══ FILAS DEL EJERCICIO
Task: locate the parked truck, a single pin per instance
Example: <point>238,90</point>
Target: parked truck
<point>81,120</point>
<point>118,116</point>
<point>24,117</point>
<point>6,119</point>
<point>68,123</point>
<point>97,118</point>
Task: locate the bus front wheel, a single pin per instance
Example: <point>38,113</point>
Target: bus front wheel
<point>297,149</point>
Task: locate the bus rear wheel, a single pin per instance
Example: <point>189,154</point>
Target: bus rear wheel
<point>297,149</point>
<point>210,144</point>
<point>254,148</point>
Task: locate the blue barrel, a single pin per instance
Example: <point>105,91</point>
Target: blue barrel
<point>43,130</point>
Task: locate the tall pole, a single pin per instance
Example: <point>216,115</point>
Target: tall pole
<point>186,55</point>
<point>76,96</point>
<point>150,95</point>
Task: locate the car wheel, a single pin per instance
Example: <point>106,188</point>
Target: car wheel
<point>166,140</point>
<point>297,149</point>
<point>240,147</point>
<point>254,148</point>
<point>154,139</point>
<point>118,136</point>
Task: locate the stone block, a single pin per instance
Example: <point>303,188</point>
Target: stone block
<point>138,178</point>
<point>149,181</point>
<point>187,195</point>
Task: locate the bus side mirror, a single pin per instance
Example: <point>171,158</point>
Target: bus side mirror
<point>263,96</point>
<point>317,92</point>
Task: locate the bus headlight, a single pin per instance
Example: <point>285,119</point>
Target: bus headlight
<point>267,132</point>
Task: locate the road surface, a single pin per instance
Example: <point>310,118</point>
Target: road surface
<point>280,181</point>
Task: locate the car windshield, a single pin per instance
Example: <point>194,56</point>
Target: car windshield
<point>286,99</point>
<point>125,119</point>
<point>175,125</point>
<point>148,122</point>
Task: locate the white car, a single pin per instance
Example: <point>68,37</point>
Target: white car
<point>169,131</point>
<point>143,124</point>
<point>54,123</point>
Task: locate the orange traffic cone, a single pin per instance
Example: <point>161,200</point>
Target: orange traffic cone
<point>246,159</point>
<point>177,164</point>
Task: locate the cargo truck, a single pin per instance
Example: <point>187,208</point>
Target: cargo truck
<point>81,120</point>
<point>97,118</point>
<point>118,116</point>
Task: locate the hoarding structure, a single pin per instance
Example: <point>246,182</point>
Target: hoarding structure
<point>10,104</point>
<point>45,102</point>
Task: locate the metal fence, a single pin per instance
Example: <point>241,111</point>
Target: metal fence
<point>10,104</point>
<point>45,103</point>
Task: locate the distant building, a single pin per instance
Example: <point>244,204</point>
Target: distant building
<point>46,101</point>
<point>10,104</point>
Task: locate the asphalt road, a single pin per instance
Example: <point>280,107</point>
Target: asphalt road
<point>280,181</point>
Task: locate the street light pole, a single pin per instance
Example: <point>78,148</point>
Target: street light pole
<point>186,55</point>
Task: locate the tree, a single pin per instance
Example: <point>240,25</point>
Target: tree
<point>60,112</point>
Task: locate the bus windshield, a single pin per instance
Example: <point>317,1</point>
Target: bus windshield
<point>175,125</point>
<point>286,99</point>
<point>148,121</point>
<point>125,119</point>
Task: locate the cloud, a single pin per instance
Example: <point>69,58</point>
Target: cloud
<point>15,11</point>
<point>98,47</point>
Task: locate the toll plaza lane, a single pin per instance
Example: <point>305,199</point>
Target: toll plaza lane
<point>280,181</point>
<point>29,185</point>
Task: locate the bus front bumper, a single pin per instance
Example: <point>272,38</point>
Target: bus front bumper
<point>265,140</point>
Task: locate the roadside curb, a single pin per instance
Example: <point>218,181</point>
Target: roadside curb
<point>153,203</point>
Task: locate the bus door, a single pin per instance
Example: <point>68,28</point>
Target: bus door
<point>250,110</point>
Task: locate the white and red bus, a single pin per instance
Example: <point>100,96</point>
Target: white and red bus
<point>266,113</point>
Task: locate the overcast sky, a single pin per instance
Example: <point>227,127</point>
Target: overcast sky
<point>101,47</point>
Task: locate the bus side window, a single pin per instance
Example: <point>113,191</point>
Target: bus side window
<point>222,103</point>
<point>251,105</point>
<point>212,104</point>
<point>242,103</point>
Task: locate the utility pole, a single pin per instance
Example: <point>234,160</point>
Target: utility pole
════
Renombra "tall pole" como "street pole" y copia de nuevo las filas desde la que contiene "Task: locate the bus front wheel, a" hasta la que contiene "<point>54,123</point>", ambas incluidas, sin cambiar nada más.

Task: locate the bus front wheel, a single pin per instance
Example: <point>38,113</point>
Target: bus front wheel
<point>297,149</point>
Task: locate the bus rear wheel, a single pin per instance
Example: <point>189,154</point>
Target: bus rear wheel
<point>297,149</point>
<point>210,144</point>
<point>254,148</point>
Task: locate the blue barrel, a single pin per instance
Example: <point>105,91</point>
Target: blue barrel
<point>43,130</point>
Task: locate the street pole, a single pin per instance
Example: <point>216,115</point>
Target: street pole
<point>186,55</point>
<point>76,96</point>
<point>150,95</point>
Task: locate the car wheel, a single pin per instance
Example: <point>106,188</point>
Target: car wheel
<point>166,140</point>
<point>297,149</point>
<point>240,147</point>
<point>254,148</point>
<point>154,139</point>
<point>118,136</point>
Task: locate the stone block, a single pin per instance
Example: <point>303,188</point>
Target: stone block
<point>138,178</point>
<point>149,181</point>
<point>187,195</point>
Task: locate the bus side mirror, a single pin per instance
Example: <point>171,158</point>
Target: bus side mirror
<point>263,96</point>
<point>317,92</point>
Task: locate the bus headlight, a single pin per instance
Example: <point>285,119</point>
Target: bus headlight
<point>267,132</point>
Task: locate the road surface, a single pin per instance
Example: <point>310,118</point>
Target: road surface
<point>280,181</point>
Task: locate the car windshield, a single pin per instance
Example: <point>194,56</point>
Target: car windshield
<point>286,99</point>
<point>125,119</point>
<point>175,125</point>
<point>148,122</point>
Task: locate the white car, a single pin per instance
Example: <point>68,37</point>
Target: white car
<point>169,131</point>
<point>143,124</point>
<point>54,123</point>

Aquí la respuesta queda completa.